Nel paper “Large Language Models Pass the Turing Test”, il protocollo di valutazione è stato progettato in questo modo: i partecipanti non sapevano chi fosse, chi e dovevano, al termine di un dialogo di circa 5 minuti, indicare quali dei due agenti con i quali interloquivano simultaneamente fosse umano. I ruoli venivano assegnati casualmente.

Sono stati testati diversi agenti di AI: GPT-4o, LLama3 ed Eliza e diversi soggetti umani che hanno partecipato al test con diversi background. Ogni valutatore partecipava a otto round con nuovi interlocutori, nuove combinazioni e le conversazioni venivano condotte in modalità asincrona testuale per evitare bias legati alla velocità di scrittura o lo stile di digitazione.

In questa immagine vediamo i risultati principali di quest’analisi, che ha coinvolto circa 300 partecipanti umani.

A sinistra, il grafico delle win rate indica la percentuale di volte in cui l’AI è stata erroneamente identificata come umana.

I modelli più avanzati come GPT 4.5 con questa modalità persona, cioè chiedendo a GPT di interpretare un personaggio specifico, hanno superato il 50% di successo, mentre Eliza e GPT-4 hanno registrato tassi significativamente inferiori.

Le barre di errore rappresentano gli intervalli di confidenza al 95% e gli asterischi segnalano differenze diciamo statisticamente irrilevanti, significative rispetto al caso, il 50%.

A destra, il grafico della confidence, invece, mostra la sicurezza dei valutatori in queste loro risposte e i punti rappresentano singoli test distribuiti lungo l’asse che va dal “sicuro di aver scelto l’AI?” – a sinistra – a “sicuro di aver scelto l’umano?” – a destra.

Si nota che i valutatori tendono ad essere più sicuri quando identificano correttamente un umano rispetto a quando scambiano l’AI per umano.
---
SERIE DI COMPITI:
(1) Nel brano sul test di Turing, a quanti round partecipava ciascun valutatore?
(2) Ricopia dal brano sul test di Turing tutto ciò che va da "In questa immagine" fino a "tassi significativamente inferiori.".
---
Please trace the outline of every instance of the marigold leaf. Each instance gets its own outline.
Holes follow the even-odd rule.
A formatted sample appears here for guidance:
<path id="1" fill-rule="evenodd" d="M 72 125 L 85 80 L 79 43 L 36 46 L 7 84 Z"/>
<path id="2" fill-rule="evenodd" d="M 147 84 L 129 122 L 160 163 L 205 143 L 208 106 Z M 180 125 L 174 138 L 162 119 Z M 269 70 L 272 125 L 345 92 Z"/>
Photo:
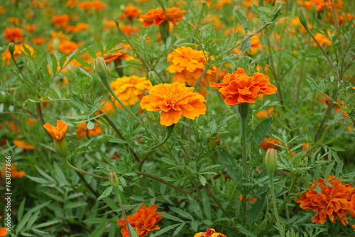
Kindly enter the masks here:
<path id="1" fill-rule="evenodd" d="M 241 12 L 238 10 L 234 10 L 234 12 L 236 13 L 238 18 L 241 23 L 241 26 L 246 31 L 251 31 L 251 28 L 250 27 L 250 22 L 246 17 L 243 15 Z"/>

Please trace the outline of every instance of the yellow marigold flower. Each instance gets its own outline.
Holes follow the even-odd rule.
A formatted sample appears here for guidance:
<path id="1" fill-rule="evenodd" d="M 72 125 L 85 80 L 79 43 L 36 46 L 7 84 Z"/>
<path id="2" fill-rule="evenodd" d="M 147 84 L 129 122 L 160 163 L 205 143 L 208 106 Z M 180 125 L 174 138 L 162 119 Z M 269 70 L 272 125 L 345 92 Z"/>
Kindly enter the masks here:
<path id="1" fill-rule="evenodd" d="M 136 231 L 136 233 L 139 236 L 146 236 L 150 231 L 159 230 L 160 227 L 156 223 L 160 221 L 163 216 L 159 215 L 156 211 L 156 204 L 146 206 L 143 204 L 139 209 L 132 216 L 127 216 L 127 221 L 132 228 Z M 123 237 L 129 237 L 129 231 L 124 219 L 117 221 L 117 225 L 122 226 L 121 233 Z"/>
<path id="2" fill-rule="evenodd" d="M 68 126 L 63 121 L 58 120 L 56 127 L 48 123 L 45 123 L 43 127 L 54 140 L 60 140 L 65 138 Z"/>
<path id="3" fill-rule="evenodd" d="M 194 237 L 226 237 L 221 233 L 217 233 L 214 228 L 207 228 L 206 232 L 200 232 L 196 233 Z"/>
<path id="4" fill-rule="evenodd" d="M 162 110 L 160 123 L 169 126 L 177 123 L 183 116 L 195 119 L 205 114 L 206 101 L 202 95 L 193 92 L 193 87 L 183 84 L 159 84 L 153 87 L 149 95 L 143 97 L 141 106 L 150 111 Z"/>
<path id="5" fill-rule="evenodd" d="M 15 144 L 16 146 L 18 148 L 23 148 L 25 150 L 34 150 L 35 147 L 24 140 L 13 140 L 13 144 Z"/>
<path id="6" fill-rule="evenodd" d="M 171 9 L 165 8 L 165 11 L 169 21 L 173 23 L 174 26 L 178 26 L 176 23 L 178 21 L 184 21 L 182 15 L 186 12 L 185 10 L 180 11 L 178 8 L 173 7 Z M 148 13 L 144 15 L 141 15 L 140 17 L 141 19 L 141 22 L 143 23 L 143 27 L 148 27 L 153 24 L 159 26 L 166 21 L 165 13 L 161 8 L 149 10 Z"/>
<path id="7" fill-rule="evenodd" d="M 263 73 L 256 72 L 253 77 L 249 77 L 242 68 L 225 75 L 223 82 L 209 84 L 211 87 L 218 89 L 221 92 L 221 98 L 231 106 L 244 102 L 254 103 L 258 95 L 275 94 L 277 90 Z"/>
<path id="8" fill-rule="evenodd" d="M 17 59 L 21 55 L 24 55 L 24 54 L 27 55 L 26 51 L 25 51 L 25 49 L 23 48 L 23 45 L 30 50 L 31 55 L 35 52 L 35 50 L 33 49 L 33 48 L 32 48 L 31 46 L 30 46 L 28 45 L 15 44 L 15 50 L 13 51 L 13 57 L 15 57 L 15 59 Z M 10 61 L 11 60 L 11 55 L 10 54 L 10 51 L 9 51 L 8 48 L 5 50 L 5 52 L 4 52 L 1 54 L 1 58 L 2 58 L 3 61 L 5 62 L 5 63 L 7 65 L 10 65 Z"/>
<path id="9" fill-rule="evenodd" d="M 327 180 L 334 177 L 329 175 Z M 347 213 L 355 218 L 355 189 L 352 184 L 343 184 L 337 180 L 328 181 L 332 187 L 320 184 L 327 180 L 319 178 L 317 184 L 313 182 L 308 187 L 310 189 L 318 185 L 320 194 L 312 189 L 303 192 L 300 199 L 295 199 L 295 202 L 300 203 L 300 207 L 302 209 L 317 211 L 317 215 L 312 218 L 312 222 L 322 224 L 329 217 L 333 223 L 339 219 L 343 225 L 347 226 L 349 221 L 345 214 Z"/>
<path id="10" fill-rule="evenodd" d="M 125 106 L 134 105 L 145 96 L 144 92 L 148 92 L 153 87 L 151 81 L 146 77 L 139 77 L 135 75 L 119 77 L 111 82 L 110 85 Z M 123 109 L 114 97 L 111 99 L 117 107 Z"/>
<path id="11" fill-rule="evenodd" d="M 207 62 L 202 50 L 195 50 L 187 47 L 178 47 L 168 55 L 168 61 L 171 62 L 166 70 L 175 73 L 173 81 L 179 83 L 186 82 L 191 87 L 199 79 Z M 217 72 L 216 67 L 209 70 L 201 81 L 200 87 L 204 87 L 209 82 L 216 82 Z"/>

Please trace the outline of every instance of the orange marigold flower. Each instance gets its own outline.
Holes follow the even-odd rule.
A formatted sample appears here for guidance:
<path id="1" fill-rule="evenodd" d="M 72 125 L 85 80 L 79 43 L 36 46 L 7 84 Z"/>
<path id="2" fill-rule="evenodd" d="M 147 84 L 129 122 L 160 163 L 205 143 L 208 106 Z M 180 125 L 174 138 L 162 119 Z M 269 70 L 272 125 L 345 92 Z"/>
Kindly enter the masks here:
<path id="1" fill-rule="evenodd" d="M 178 82 L 159 84 L 153 87 L 149 95 L 143 97 L 141 106 L 150 111 L 162 110 L 160 123 L 169 126 L 177 123 L 183 116 L 195 119 L 205 114 L 206 101 L 200 94 L 193 92 L 193 87 L 186 87 Z"/>
<path id="2" fill-rule="evenodd" d="M 146 77 L 138 77 L 135 75 L 117 78 L 110 85 L 125 106 L 134 105 L 145 96 L 144 92 L 148 92 L 153 87 L 151 81 Z M 111 99 L 117 107 L 123 109 L 114 97 L 111 97 Z"/>
<path id="3" fill-rule="evenodd" d="M 26 31 L 27 31 L 28 33 L 35 31 L 36 28 L 37 28 L 37 26 L 36 25 L 25 26 L 25 30 L 26 30 Z"/>
<path id="4" fill-rule="evenodd" d="M 72 40 L 62 40 L 59 43 L 58 51 L 69 55 L 77 48 L 78 45 L 76 42 Z"/>
<path id="5" fill-rule="evenodd" d="M 330 39 L 329 38 L 328 36 L 323 35 L 322 33 L 316 33 L 315 34 L 315 38 L 317 39 L 317 41 L 322 46 L 332 46 L 332 43 Z M 312 42 L 313 46 L 317 46 L 317 43 L 313 41 Z"/>
<path id="6" fill-rule="evenodd" d="M 25 150 L 34 150 L 35 147 L 24 140 L 13 140 L 13 144 L 15 144 L 16 146 L 18 148 L 23 148 Z"/>
<path id="7" fill-rule="evenodd" d="M 207 228 L 206 232 L 200 232 L 196 233 L 194 237 L 226 237 L 221 233 L 217 233 L 214 228 Z"/>
<path id="8" fill-rule="evenodd" d="M 0 236 L 5 236 L 6 235 L 7 235 L 7 228 L 0 228 Z"/>
<path id="9" fill-rule="evenodd" d="M 6 38 L 7 42 L 22 41 L 23 40 L 23 33 L 21 28 L 9 27 L 4 31 L 4 38 Z"/>
<path id="10" fill-rule="evenodd" d="M 116 26 L 116 25 L 115 25 Z M 137 26 L 132 26 L 131 25 L 122 26 L 121 26 L 121 31 L 129 36 L 131 36 L 132 34 L 136 33 L 139 32 L 139 28 Z"/>
<path id="11" fill-rule="evenodd" d="M 121 43 L 119 45 L 116 45 L 114 48 L 107 51 L 102 57 L 104 57 L 106 65 L 109 64 L 111 62 L 114 62 L 119 59 L 132 60 L 134 59 L 134 57 L 127 55 L 128 49 L 131 50 L 132 47 L 130 45 Z M 102 55 L 101 52 L 97 53 L 97 57 L 101 55 Z"/>
<path id="12" fill-rule="evenodd" d="M 241 103 L 254 103 L 258 94 L 276 93 L 276 87 L 270 84 L 269 79 L 263 73 L 256 72 L 253 77 L 244 73 L 242 68 L 238 68 L 233 73 L 224 76 L 224 83 L 210 83 L 212 88 L 221 92 L 221 98 L 228 105 Z"/>
<path id="13" fill-rule="evenodd" d="M 343 184 L 338 180 L 330 180 L 334 177 L 329 175 L 327 180 L 319 178 L 317 184 L 313 182 L 308 187 L 311 190 L 303 192 L 300 199 L 295 202 L 300 203 L 300 207 L 302 209 L 317 211 L 317 215 L 312 218 L 312 222 L 322 224 L 329 217 L 333 223 L 339 219 L 343 225 L 347 226 L 349 221 L 345 214 L 347 213 L 355 218 L 355 189 L 352 184 Z M 332 187 L 322 184 L 325 181 Z M 320 188 L 321 193 L 315 189 L 316 185 Z"/>
<path id="14" fill-rule="evenodd" d="M 128 18 L 135 18 L 141 15 L 142 11 L 138 7 L 129 4 L 126 6 L 124 10 L 124 16 Z"/>
<path id="15" fill-rule="evenodd" d="M 57 140 L 62 140 L 65 138 L 68 126 L 62 120 L 57 120 L 57 126 L 45 123 L 43 127 L 52 136 L 53 139 Z"/>
<path id="16" fill-rule="evenodd" d="M 23 48 L 25 46 L 30 50 L 31 55 L 33 55 L 35 50 L 33 48 L 28 45 L 23 45 L 23 44 L 15 44 L 15 50 L 13 51 L 13 57 L 17 59 L 21 55 L 27 55 Z M 10 62 L 11 60 L 11 55 L 10 54 L 10 51 L 9 51 L 9 48 L 6 48 L 5 52 L 1 54 L 1 58 L 4 62 L 8 65 L 10 65 Z"/>
<path id="17" fill-rule="evenodd" d="M 273 148 L 275 150 L 280 150 L 280 147 L 274 145 L 273 143 L 271 143 L 270 142 L 275 143 L 275 144 L 278 144 L 278 145 L 283 145 L 283 143 L 280 142 L 280 140 L 275 139 L 273 138 L 266 138 L 261 143 L 259 144 L 259 146 L 263 148 L 265 151 L 268 150 L 268 148 Z"/>
<path id="18" fill-rule="evenodd" d="M 343 1 L 342 0 L 333 0 L 334 8 L 337 9 L 342 9 Z M 327 8 L 328 11 L 332 11 L 332 3 L 330 1 L 324 0 L 298 0 L 298 4 L 305 6 L 308 10 L 312 9 L 312 6 L 315 4 L 317 11 L 323 11 Z"/>
<path id="19" fill-rule="evenodd" d="M 165 8 L 165 11 L 169 21 L 173 23 L 174 26 L 178 26 L 176 23 L 178 21 L 184 21 L 182 15 L 186 12 L 185 10 L 180 11 L 180 9 L 173 7 L 171 9 Z M 140 17 L 143 27 L 148 27 L 153 24 L 159 26 L 167 20 L 164 10 L 161 8 L 151 9 L 146 14 L 141 15 Z"/>
<path id="20" fill-rule="evenodd" d="M 9 171 L 9 166 L 7 166 L 6 165 L 7 164 L 4 164 L 4 165 L 1 165 L 1 169 L 0 169 L 0 175 L 4 177 L 6 177 L 6 170 Z M 26 175 L 26 172 L 24 170 L 17 170 L 17 166 L 13 165 L 13 163 L 11 162 L 10 167 L 10 173 L 11 177 L 13 177 L 13 178 L 23 177 Z"/>
<path id="21" fill-rule="evenodd" d="M 75 128 L 75 131 L 77 132 L 77 136 L 75 136 L 78 139 L 84 139 L 85 136 L 97 136 L 100 134 L 103 134 L 102 130 L 100 127 L 97 126 L 97 124 L 95 124 L 94 129 L 87 129 L 87 123 L 84 122 L 80 123 L 77 128 Z"/>
<path id="22" fill-rule="evenodd" d="M 156 211 L 158 206 L 156 204 L 146 206 L 143 204 L 139 209 L 132 216 L 127 216 L 127 221 L 136 233 L 139 236 L 146 236 L 149 231 L 160 229 L 160 227 L 156 224 L 163 219 Z M 117 225 L 122 226 L 121 233 L 123 237 L 129 237 L 129 231 L 124 219 L 117 221 Z"/>
<path id="23" fill-rule="evenodd" d="M 166 69 L 171 73 L 175 73 L 173 82 L 187 83 L 193 86 L 197 82 L 205 68 L 207 62 L 202 50 L 195 50 L 188 47 L 178 47 L 168 55 L 168 61 L 171 62 Z M 204 87 L 209 82 L 217 81 L 217 68 L 212 67 L 202 79 L 200 87 Z"/>
<path id="24" fill-rule="evenodd" d="M 69 23 L 69 16 L 64 14 L 53 16 L 52 16 L 51 21 L 54 27 L 56 28 L 65 28 Z"/>

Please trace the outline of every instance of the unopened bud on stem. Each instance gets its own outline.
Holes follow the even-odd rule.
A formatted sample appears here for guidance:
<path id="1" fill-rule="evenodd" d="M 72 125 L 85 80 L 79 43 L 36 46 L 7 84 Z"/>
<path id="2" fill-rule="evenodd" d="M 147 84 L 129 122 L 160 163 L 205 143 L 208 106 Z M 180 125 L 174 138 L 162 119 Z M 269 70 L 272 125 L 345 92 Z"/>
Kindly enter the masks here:
<path id="1" fill-rule="evenodd" d="M 278 168 L 278 152 L 274 148 L 268 148 L 266 151 L 265 166 L 269 174 L 273 174 Z"/>

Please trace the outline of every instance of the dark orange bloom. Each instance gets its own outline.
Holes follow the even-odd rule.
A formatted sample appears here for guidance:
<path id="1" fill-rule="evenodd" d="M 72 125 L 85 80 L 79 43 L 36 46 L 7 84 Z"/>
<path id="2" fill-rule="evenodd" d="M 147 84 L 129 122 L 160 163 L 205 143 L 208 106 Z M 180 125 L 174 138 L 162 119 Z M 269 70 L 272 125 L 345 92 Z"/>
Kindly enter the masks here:
<path id="1" fill-rule="evenodd" d="M 21 28 L 9 27 L 4 31 L 4 38 L 6 38 L 7 42 L 23 40 L 23 33 Z"/>
<path id="2" fill-rule="evenodd" d="M 328 176 L 327 180 L 334 178 L 335 176 Z M 352 184 L 343 184 L 342 181 L 333 180 L 328 181 L 332 187 L 321 183 L 324 180 L 319 178 L 317 184 L 313 182 L 309 189 L 319 186 L 321 193 L 312 189 L 303 192 L 300 199 L 295 202 L 300 203 L 300 207 L 305 210 L 316 211 L 317 215 L 312 218 L 312 221 L 322 224 L 329 217 L 329 220 L 335 223 L 337 219 L 344 226 L 349 224 L 345 214 L 347 213 L 355 218 L 355 189 Z"/>
<path id="3" fill-rule="evenodd" d="M 186 12 L 185 10 L 180 11 L 177 7 L 171 9 L 165 8 L 166 13 L 169 21 L 173 23 L 174 26 L 177 27 L 177 22 L 184 21 L 182 15 Z M 159 26 L 164 21 L 166 21 L 166 16 L 161 8 L 149 10 L 146 14 L 140 16 L 141 23 L 143 27 L 148 27 L 153 24 Z"/>
<path id="4" fill-rule="evenodd" d="M 194 87 L 186 87 L 178 82 L 159 84 L 142 98 L 141 106 L 150 111 L 162 110 L 160 123 L 169 126 L 178 123 L 181 116 L 195 119 L 205 114 L 206 101 L 203 96 L 194 92 Z"/>
<path id="5" fill-rule="evenodd" d="M 13 144 L 15 144 L 16 146 L 18 148 L 23 148 L 25 150 L 34 150 L 35 147 L 24 140 L 13 140 Z"/>
<path id="6" fill-rule="evenodd" d="M 116 45 L 114 48 L 107 51 L 104 55 L 102 56 L 101 52 L 99 52 L 97 53 L 97 56 L 102 56 L 104 57 L 106 65 L 109 64 L 111 62 L 114 62 L 118 59 L 131 60 L 133 60 L 134 57 L 127 55 L 127 50 L 131 49 L 132 47 L 130 45 L 121 43 L 119 45 Z"/>
<path id="7" fill-rule="evenodd" d="M 25 30 L 26 30 L 26 31 L 27 31 L 28 33 L 35 31 L 36 28 L 37 28 L 37 26 L 36 26 L 36 25 L 25 26 Z"/>
<path id="8" fill-rule="evenodd" d="M 56 15 L 52 16 L 51 21 L 56 28 L 65 28 L 69 23 L 68 15 Z"/>
<path id="9" fill-rule="evenodd" d="M 56 127 L 48 123 L 45 123 L 43 127 L 52 136 L 53 139 L 60 140 L 65 138 L 68 126 L 63 121 L 58 120 Z"/>
<path id="10" fill-rule="evenodd" d="M 7 228 L 5 227 L 0 228 L 0 236 L 5 236 L 6 235 L 7 235 Z"/>
<path id="11" fill-rule="evenodd" d="M 256 72 L 253 77 L 244 73 L 242 68 L 238 68 L 232 74 L 224 76 L 224 83 L 210 83 L 211 87 L 221 92 L 221 98 L 228 105 L 241 103 L 254 103 L 259 94 L 276 93 L 276 87 L 270 84 L 267 76 Z"/>
<path id="12" fill-rule="evenodd" d="M 283 145 L 283 143 L 280 142 L 278 140 L 276 140 L 273 138 L 266 138 L 261 143 L 259 144 L 259 146 L 263 148 L 265 151 L 268 150 L 268 148 L 273 148 L 275 150 L 280 150 L 280 147 L 277 146 L 276 145 L 274 145 L 273 143 L 271 143 L 269 142 L 271 142 L 275 144 L 279 144 L 279 145 Z"/>
<path id="13" fill-rule="evenodd" d="M 136 233 L 139 236 L 146 236 L 149 231 L 160 229 L 155 224 L 160 221 L 163 216 L 156 213 L 158 206 L 156 204 L 146 206 L 143 204 L 139 209 L 132 216 L 128 216 L 127 220 Z M 129 237 L 129 231 L 124 219 L 117 221 L 117 225 L 122 226 L 121 233 L 123 237 Z"/>
<path id="14" fill-rule="evenodd" d="M 104 133 L 101 128 L 97 126 L 97 124 L 95 124 L 94 129 L 87 129 L 86 122 L 80 123 L 77 128 L 75 128 L 75 131 L 77 132 L 76 138 L 78 139 L 84 139 L 85 136 L 89 137 Z"/>
<path id="15" fill-rule="evenodd" d="M 10 167 L 10 170 L 9 170 L 9 167 L 6 166 L 6 164 L 4 164 L 4 165 L 1 165 L 1 169 L 0 169 L 0 175 L 4 177 L 6 177 L 6 170 L 8 172 L 10 171 L 11 175 L 13 178 L 23 177 L 26 175 L 26 172 L 24 170 L 17 170 L 17 166 L 13 165 L 12 162 L 11 162 L 11 166 Z M 7 174 L 9 174 L 9 172 L 7 172 Z"/>
<path id="16" fill-rule="evenodd" d="M 217 233 L 214 228 L 207 228 L 206 232 L 200 232 L 196 233 L 194 237 L 226 237 L 221 233 Z"/>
---
RISPOSTE SCRITTE:
(1) A otto round.

(2)
In questa immagine vediamo i risultati principali di quest’analisi, che ha coinvolto circa 300 partecipanti umani.

A sinistra, il grafico delle win rate indica la percentuale di volte in cui l’AI è stata erroneamente identificata come umana.

I modelli più avanzati come GPT 4.5 con questa modalità persona, cioè chiedendo a GPT di interpretare un personaggio specifico, hanno superato il 50% di successo, mentre Eliza e GPT-4 hanno registrato tassi significativamente inferiori.